Position identification records
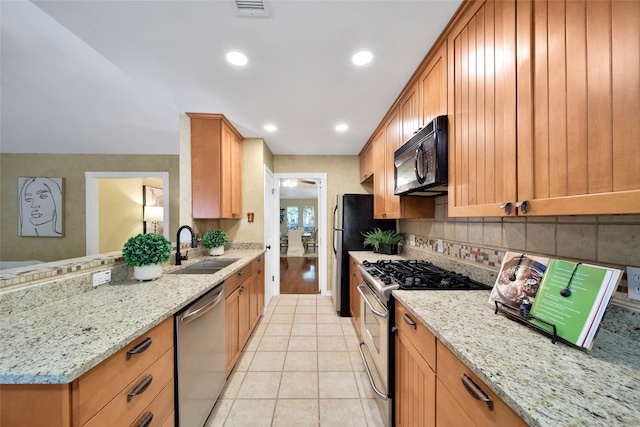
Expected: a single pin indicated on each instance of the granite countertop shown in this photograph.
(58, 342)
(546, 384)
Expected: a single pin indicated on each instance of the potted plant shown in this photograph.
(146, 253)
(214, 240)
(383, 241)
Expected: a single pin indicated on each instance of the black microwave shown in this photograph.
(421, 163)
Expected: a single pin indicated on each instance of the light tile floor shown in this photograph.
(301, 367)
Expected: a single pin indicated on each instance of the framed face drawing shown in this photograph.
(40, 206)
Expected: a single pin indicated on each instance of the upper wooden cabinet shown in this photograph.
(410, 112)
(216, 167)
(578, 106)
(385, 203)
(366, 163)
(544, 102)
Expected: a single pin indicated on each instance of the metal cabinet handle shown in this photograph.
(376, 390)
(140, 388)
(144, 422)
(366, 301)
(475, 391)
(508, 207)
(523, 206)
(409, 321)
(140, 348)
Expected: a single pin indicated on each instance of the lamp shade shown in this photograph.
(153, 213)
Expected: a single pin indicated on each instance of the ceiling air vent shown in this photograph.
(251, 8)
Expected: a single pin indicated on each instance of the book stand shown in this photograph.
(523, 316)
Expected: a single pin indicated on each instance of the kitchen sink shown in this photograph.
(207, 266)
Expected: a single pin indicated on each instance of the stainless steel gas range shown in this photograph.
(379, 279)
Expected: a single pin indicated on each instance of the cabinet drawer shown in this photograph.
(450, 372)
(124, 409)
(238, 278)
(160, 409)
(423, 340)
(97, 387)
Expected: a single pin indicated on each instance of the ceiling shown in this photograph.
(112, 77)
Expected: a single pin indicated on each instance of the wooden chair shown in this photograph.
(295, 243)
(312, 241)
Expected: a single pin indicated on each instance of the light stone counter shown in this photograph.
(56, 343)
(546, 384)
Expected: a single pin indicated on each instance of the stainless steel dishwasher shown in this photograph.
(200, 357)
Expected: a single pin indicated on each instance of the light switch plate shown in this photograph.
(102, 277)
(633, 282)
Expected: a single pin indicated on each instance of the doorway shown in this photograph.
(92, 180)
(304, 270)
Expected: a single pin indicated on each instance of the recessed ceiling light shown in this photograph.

**What is needed**
In the listing above, find the line containing "Expected: a single pin indicated on each instance of the black", then reproduce it and each line after it through the end, exactly and with nothing added.

**Worked solution**
Expected: a single pin indicated on each instance of the black microwave shown in this photograph.
(421, 163)
Expected: a single pin indicated on each instance of the light tile floor shown in this photograph.
(301, 367)
Expected: a single pin indicated on each instance of the framed face drawing shown in this photograph.
(40, 206)
Expected: a single pin indicated on each instance of the upper wooden cabinet shown in this photograph.
(410, 112)
(216, 167)
(578, 106)
(385, 203)
(366, 163)
(544, 102)
Expected: a single pin indicated on each instance of the metal cabinet handle shown in this photograph.
(376, 390)
(140, 388)
(144, 422)
(366, 301)
(475, 391)
(508, 207)
(523, 206)
(409, 321)
(140, 348)
Expected: a single pin indicated on each instance of the lamp shade shown in this photograph.
(153, 213)
Expected: a single pin indicated on each instance of the ceiling air vent shown in this photograph.
(251, 8)
Expected: a single pin indicated on each instance of the book stand shown in this photograph.
(523, 316)
Expected: a single pin indicated on each instance of the kitchen sink shown in this photograph.
(207, 266)
Expected: a single pin indicated on each instance of the stainless steel gas range shown in this photograph.
(379, 279)
Expected: a single pin indicated on each instance of the cabinet drawer shown in this photograph.
(450, 372)
(124, 409)
(238, 278)
(160, 409)
(423, 340)
(97, 387)
Expected: a single pin indicated on each instance of the ceiling shown in this photograph.
(112, 77)
Expected: a single pin indicated on each instance of the wooden chair shown in this photograph.
(295, 243)
(312, 241)
Expected: a single pin indicated on each instance of the light stone counter shown in this photograph.
(56, 343)
(546, 384)
Expected: a single pin indicated on each instance of the stainless steel dishwasher shown in this photograph.
(200, 357)
Expected: a single pin indicated on each instance of the light switch plate shown in this photograph.
(102, 277)
(633, 282)
Expected: a single pin indicated on each instance of the doorway shown in this photograph.
(92, 180)
(304, 270)
Expected: a single pin indicated on each instance of the recessed ceiling light shown in this photograph.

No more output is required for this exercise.